What to work on:
- a) In the water softener thread, could you write out the passage again, beginning at the words "A average household" and stopping after "amount may change.", but change "consumption patterns" to "usage habits"?
- b) What is this sentence from the water softener thread in Spanish: "Depending on the water's hardness and the household's consumption patterns, this amount may change."

Extract:
Oddly enough, a majority of people who have a SW system either burn too much salt or not enough and in both situations they waste money. They either waste money in salt or waste money in premature failure of the softener. Why? Because 99% of the installs are not set to ideal conditions. Why? Because at the time of install the installer sets it (total guess) and never returns. The home owner is afraid to touch it or thinks they run on magic.......and again, we find systems that are never really optimized.


----------



## MAULEMALL (May 16, 2010)

I got nothing to add ..Just wanted to say You Rock Ocono...


----------



## ameliasaws (Apr 30, 2020)

Oconomowoc said:


> What type of unit? Is it sized right? Are the settings right? 80 ppm doesn't explain what's required. Is it set to regenerate based on usage or days? Fleck head? Clack?





Spencer said:


> I've got a new softener installed in my new house. All new plumbing system.
> 
> Water tested at 80 ppm. Set it up according to what the softener manual specified.
> 
> ...


Yes, 8 bags a month is too much, should be 2 bags max


----------



## natestar (Dec 11, 2020)

ameliasaws said:


> Yes, 8 bags a month is too much, should be 2 bags max


Your post was just in time. Poor Spencer has been through 800+ bags of salt since asking his question 8 years ago in 2013.


----------



## cyrus799 (3 mo ago)

A average household of four typically uses 40–50 kg bags of salt per month when you consider the number of bags that can be consumed. Depending on the water's hardness and the household's consumption patterns, this amount may change.


----------

Given information:
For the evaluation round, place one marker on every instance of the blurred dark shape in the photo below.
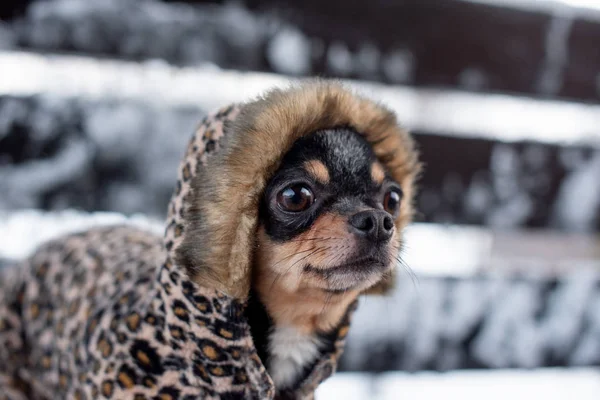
(106, 155)
(442, 43)
(479, 322)
(120, 155)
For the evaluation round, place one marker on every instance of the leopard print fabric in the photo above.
(107, 314)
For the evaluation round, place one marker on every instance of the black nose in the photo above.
(375, 225)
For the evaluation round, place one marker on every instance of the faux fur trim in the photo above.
(223, 207)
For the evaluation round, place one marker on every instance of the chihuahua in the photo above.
(326, 234)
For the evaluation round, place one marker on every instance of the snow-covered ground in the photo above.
(492, 116)
(546, 384)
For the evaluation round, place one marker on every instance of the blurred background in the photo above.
(98, 99)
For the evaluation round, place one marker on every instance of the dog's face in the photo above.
(327, 219)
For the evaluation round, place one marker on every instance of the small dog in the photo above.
(326, 234)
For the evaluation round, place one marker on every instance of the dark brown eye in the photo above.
(391, 201)
(295, 198)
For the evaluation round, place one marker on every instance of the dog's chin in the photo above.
(353, 275)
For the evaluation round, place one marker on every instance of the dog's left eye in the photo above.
(295, 198)
(391, 201)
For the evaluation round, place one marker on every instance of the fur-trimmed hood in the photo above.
(120, 313)
(213, 215)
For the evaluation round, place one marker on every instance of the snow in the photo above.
(547, 384)
(493, 116)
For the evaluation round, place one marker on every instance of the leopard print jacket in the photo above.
(109, 314)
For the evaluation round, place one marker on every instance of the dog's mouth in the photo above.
(360, 273)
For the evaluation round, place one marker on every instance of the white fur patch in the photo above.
(290, 351)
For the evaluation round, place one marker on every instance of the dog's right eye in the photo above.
(295, 198)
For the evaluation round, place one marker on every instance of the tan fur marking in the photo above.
(296, 298)
(377, 173)
(317, 170)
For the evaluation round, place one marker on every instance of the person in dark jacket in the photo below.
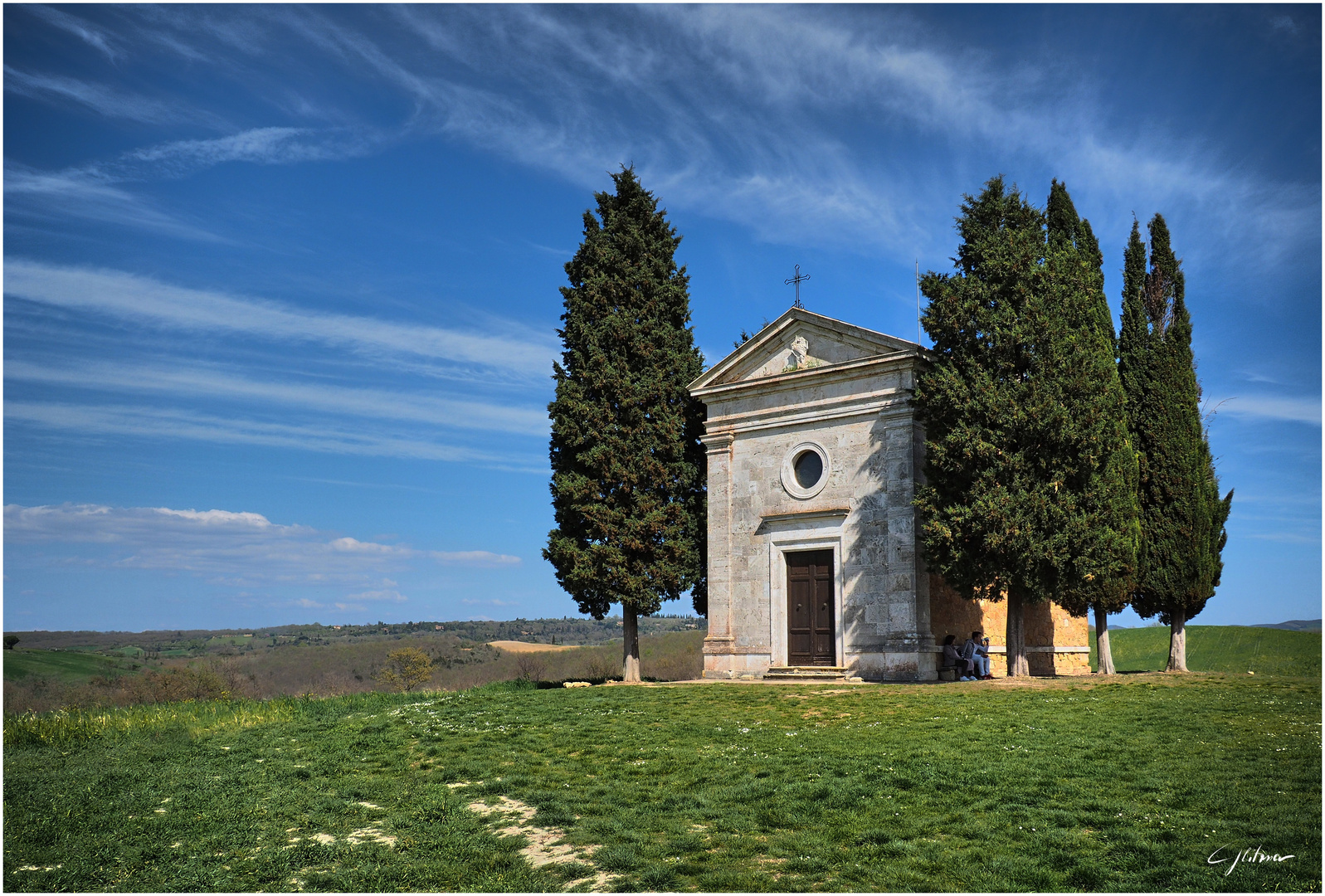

Solutions in order:
- a)
A average household of four typically uses 40–50 kg bags of salt per month when you consider the number of bags that can be consumed. Depending on the water's hardness and the household's usage habits, this amount may change.

- b) Dependiendo de la dureza del agua y de los patrones de consumo del hogar, esta cantidad puede cambiar.